### What is needed:
Continue the account of Eric Philips's polar ski expeditions below, picking up after its final sentence and ignoring the material that follows it.

In 2013 Eric was a guide with UK charity Walking With The Wounded during their South Pole Allied Challenge. Together with celebrities Prince Harry, Dominic West and Alexander Skarsgard, three teams of wounded soldiers from the UK, USA, Australia and Canada skied 200 km to the South Pole. Also in 2013, Eric guided Greenpeace on a short ski expedition to the North Pole where a symbolic capsule containing 2.7 million signatures and a message to the future was lowered to the sea bed.

In 1998–99, together with Jon Muir and Peter Hillary, Philips skied from McMurdo Station in Antarctica to the South Pole via the Ross Ice Shelf and Shackleton Glacier. This 84-day, 1425 km ski expedition utilised traction kites to harness the wind. A film, Into the Teeth of the Blizzard, was produced about this expedition. Philips also guided a 925 km commercial ski expedition for Antarctic Logistics and Expeditions from the Ronne Ice Shelf to the South Pole in 2007–08 and in 2012 guided Pat Farmer on his Antarctic leg from Union Glacier camp to the South Pole. He has also skied 4 new routes and variations to the South Pole, via the Shackleton (1999), Reedy (2017), Kansas (2018) and Support Force (2023) Glaciers, completing the last at age 61

In 1995 Philips completed a ski/kite/kayak traverse of Greenland from Tasiilaq to Kangerlussuaq, resulting in the Emmy Award–winning film, Chasing the Midnight Sun. In 2000, he used similar methods to cross the South Patagonian Icecap from Chile to Argentina, producing the film, Riding the Tempest. Philips has also skied across icecaps in Iceland (2003) and Ellesmere Island (1992) and in 2008 skied from Ny-Ålesund to Longyearbyen on the island of Spitsbergen.

### Dataset excerpt:

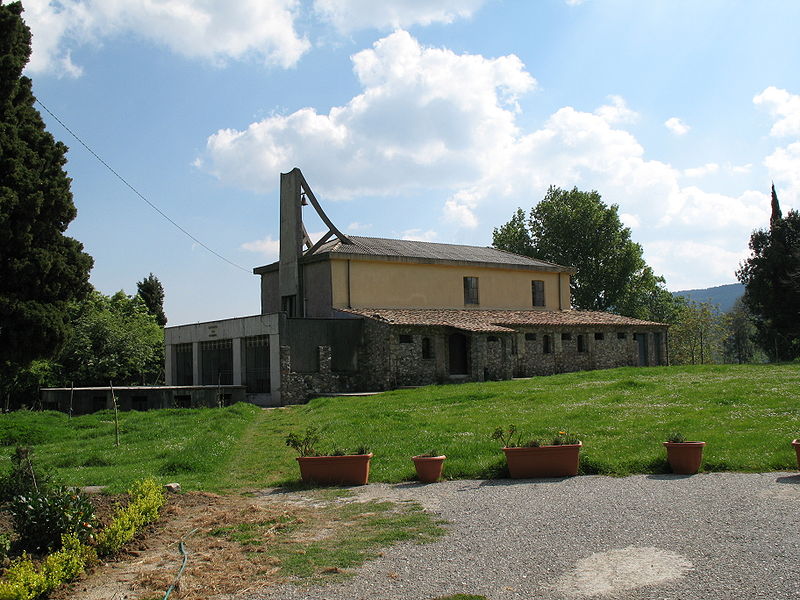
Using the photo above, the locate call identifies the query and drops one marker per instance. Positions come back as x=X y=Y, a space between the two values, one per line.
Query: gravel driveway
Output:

### Your response:
In 1996–97 Philips worked as a Field Training Officer at Mawson Station for the Australian Antarctic Division and again in 2008–09 as Field Leader of the International Polar Year AGAP North project. In 2006–07 he sailed with his family on board the ice-strengthened ship Sarsen to Commonwealth Bay in Antarctica and in 2009 semi-circumnavigated Greenland on board Greenpeace's icebreaker, Arctic Sunrise as part of their Climate Impacts expedition.

He has also cycle toured through Patagonia and Tierra del Fuego, around the South Island of New Zealand and from the Netherlands to Egypt.

Through his experiences Philips has developed alternative and highly effective methods of travel in the polar regions and has embraced the use of specialised plastics in the construction of polar-specific equipment. He is the inventor of the Flexi ski binding, used extensively by polar adventurers.

Philips is the author of Icetrek. The Bitter Journey to the South Pole.

==Space flight ==
In August 2024, SpaceX announced that Philips would be a crew member of the Fram2 mission on board a Crew Dragon spacecraft, which was the first human flight to a polar orbit, i.e., to fly over Earth's North and South poles. He is the first astronaut to fly to orbit as an Australian, although both Paul Scully-Power and Andy Thomas were Australian born and flew on NASA missions after being naturalised as US citizens. On 1 April 2025, the Fram2 mission launched and it lasted for 3.5 days.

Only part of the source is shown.